▶ **Task goal**: The expected output is the first line of the data below and every line after it, up to and including the line containing "x=258, y=349", each reproduced exactly.

▶ **Material for the task**:
----

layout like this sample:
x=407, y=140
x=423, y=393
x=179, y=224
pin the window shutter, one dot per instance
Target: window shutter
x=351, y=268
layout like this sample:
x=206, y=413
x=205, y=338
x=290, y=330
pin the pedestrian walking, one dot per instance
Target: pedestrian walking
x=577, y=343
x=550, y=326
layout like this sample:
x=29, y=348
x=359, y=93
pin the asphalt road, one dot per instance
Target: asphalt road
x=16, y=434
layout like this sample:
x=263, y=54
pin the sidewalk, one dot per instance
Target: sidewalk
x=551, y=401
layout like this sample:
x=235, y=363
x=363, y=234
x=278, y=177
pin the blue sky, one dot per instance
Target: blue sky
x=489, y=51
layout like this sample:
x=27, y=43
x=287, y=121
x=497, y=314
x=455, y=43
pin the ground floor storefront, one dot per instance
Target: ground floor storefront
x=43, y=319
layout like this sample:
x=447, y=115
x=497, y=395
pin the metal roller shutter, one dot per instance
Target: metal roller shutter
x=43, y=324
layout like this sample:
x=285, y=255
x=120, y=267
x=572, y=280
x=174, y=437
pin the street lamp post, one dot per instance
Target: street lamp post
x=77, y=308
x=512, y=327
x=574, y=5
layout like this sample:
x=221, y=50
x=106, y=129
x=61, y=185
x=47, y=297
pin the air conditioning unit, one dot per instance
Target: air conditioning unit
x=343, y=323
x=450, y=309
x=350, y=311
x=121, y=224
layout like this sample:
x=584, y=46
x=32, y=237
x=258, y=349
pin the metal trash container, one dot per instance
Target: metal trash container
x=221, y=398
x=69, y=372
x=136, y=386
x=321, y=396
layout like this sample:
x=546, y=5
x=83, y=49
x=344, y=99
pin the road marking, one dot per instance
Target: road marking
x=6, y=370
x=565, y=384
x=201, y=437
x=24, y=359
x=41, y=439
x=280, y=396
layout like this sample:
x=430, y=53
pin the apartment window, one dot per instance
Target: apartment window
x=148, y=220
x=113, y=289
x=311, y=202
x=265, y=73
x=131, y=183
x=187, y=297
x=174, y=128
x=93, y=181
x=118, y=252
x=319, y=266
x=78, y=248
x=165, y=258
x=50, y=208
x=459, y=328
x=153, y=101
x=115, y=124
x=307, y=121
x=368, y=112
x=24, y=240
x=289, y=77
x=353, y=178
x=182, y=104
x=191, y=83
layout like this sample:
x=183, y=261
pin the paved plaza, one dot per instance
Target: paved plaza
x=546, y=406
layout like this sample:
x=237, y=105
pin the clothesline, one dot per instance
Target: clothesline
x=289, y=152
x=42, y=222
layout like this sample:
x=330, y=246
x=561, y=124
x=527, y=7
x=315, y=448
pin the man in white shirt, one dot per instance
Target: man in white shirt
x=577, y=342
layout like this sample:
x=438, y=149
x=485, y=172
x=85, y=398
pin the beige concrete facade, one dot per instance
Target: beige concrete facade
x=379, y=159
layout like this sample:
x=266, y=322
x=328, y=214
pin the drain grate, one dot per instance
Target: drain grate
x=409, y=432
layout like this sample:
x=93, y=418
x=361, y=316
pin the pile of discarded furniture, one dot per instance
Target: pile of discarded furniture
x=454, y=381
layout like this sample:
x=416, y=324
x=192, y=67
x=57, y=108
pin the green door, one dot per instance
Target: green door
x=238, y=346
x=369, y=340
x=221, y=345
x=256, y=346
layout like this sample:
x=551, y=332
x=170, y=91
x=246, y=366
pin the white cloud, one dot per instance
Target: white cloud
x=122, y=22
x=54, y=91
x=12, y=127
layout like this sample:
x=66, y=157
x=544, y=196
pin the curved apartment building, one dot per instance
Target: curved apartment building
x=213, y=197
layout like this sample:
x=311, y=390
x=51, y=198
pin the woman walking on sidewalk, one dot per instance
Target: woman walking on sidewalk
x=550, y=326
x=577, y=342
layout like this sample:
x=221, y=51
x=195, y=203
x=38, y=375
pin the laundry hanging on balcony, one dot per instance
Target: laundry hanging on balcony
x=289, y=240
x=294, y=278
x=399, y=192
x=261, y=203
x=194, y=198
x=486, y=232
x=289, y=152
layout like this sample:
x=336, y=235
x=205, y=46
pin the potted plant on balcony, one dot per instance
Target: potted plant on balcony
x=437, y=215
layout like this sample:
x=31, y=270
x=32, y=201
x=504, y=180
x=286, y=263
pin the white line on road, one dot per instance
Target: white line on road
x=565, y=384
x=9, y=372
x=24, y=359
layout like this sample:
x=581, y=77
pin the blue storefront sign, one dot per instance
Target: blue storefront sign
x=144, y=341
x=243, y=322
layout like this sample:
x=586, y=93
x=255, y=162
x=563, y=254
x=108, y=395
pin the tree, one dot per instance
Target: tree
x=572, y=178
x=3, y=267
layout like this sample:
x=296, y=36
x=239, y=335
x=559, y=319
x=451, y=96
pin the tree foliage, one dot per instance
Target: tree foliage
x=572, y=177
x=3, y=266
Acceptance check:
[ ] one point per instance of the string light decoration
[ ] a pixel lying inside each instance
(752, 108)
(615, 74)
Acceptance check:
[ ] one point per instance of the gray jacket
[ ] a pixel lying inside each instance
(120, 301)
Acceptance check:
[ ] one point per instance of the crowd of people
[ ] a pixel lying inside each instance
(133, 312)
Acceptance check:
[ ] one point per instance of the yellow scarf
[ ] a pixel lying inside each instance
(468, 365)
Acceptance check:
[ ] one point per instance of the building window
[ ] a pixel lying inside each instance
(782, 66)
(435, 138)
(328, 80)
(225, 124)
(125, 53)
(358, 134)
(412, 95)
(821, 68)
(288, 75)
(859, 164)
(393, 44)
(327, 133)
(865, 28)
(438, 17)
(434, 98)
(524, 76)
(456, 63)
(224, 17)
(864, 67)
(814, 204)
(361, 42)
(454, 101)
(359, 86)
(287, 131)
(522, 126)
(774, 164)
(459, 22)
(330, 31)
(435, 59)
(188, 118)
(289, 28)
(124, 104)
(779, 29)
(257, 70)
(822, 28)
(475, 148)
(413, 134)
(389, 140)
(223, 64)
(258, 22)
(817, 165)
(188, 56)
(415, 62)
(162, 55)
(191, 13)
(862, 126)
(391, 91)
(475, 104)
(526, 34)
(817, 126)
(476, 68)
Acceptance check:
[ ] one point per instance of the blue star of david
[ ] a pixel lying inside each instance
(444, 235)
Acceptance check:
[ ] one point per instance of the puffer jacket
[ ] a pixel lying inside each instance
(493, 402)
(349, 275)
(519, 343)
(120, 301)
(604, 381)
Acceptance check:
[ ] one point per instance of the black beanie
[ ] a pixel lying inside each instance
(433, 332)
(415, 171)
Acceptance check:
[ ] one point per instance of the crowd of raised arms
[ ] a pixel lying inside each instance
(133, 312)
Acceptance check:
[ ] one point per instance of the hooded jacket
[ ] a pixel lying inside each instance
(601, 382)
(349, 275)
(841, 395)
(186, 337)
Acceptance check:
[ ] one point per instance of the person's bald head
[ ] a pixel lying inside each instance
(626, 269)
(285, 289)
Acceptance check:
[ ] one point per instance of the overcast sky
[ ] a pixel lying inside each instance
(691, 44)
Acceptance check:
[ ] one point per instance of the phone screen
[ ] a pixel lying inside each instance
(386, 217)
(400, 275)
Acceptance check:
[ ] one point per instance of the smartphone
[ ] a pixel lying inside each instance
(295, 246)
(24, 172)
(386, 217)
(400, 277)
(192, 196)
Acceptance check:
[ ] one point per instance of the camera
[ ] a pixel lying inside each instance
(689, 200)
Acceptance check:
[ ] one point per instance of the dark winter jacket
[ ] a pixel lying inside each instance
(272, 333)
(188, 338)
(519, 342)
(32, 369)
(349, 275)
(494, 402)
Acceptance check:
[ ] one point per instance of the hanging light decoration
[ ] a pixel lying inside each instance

----

▶ **Solution for this exercise**:
layout like this sample:
x=407, y=140
x=423, y=393
x=179, y=224
pin the window shutter, one dot per instance
Target: window shutter
x=351, y=268
layout like this sample:
x=206, y=413
x=205, y=338
x=290, y=330
pin the pedestrian walking, one dot per instance
Target: pedestrian walking
x=577, y=343
x=550, y=326
layout like this sample:
x=29, y=348
x=359, y=93
pin the asphalt road, one dot per instance
Target: asphalt road
x=16, y=434
layout like this sample:
x=263, y=54
pin the sidewalk, one dot per instance
Target: sidewalk
x=551, y=401
layout like this sample:
x=235, y=363
x=363, y=234
x=278, y=177
pin the blue sky, one dot per instance
Target: blue sky
x=489, y=51
layout like this sample:
x=27, y=43
x=287, y=121
x=497, y=314
x=455, y=43
pin the ground floor storefront, one dot per instance
Target: ground floor storefront
x=43, y=319
layout like this sample:
x=447, y=115
x=497, y=395
pin the metal roller shutter, one dot per instance
Target: metal roller shutter
x=43, y=324
layout like this sample:
x=285, y=255
x=120, y=267
x=572, y=280
x=174, y=437
pin the street lamp post, one dot per instance
Target: street lamp post
x=77, y=308
x=512, y=327
x=574, y=5
layout like this sample:
x=221, y=50
x=106, y=129
x=61, y=185
x=47, y=297
pin the air conditioning unit, one dot per instance
Target: air conditioning unit
x=343, y=323
x=450, y=309
x=350, y=311
x=121, y=224
layout like this sample:
x=584, y=46
x=32, y=237
x=258, y=349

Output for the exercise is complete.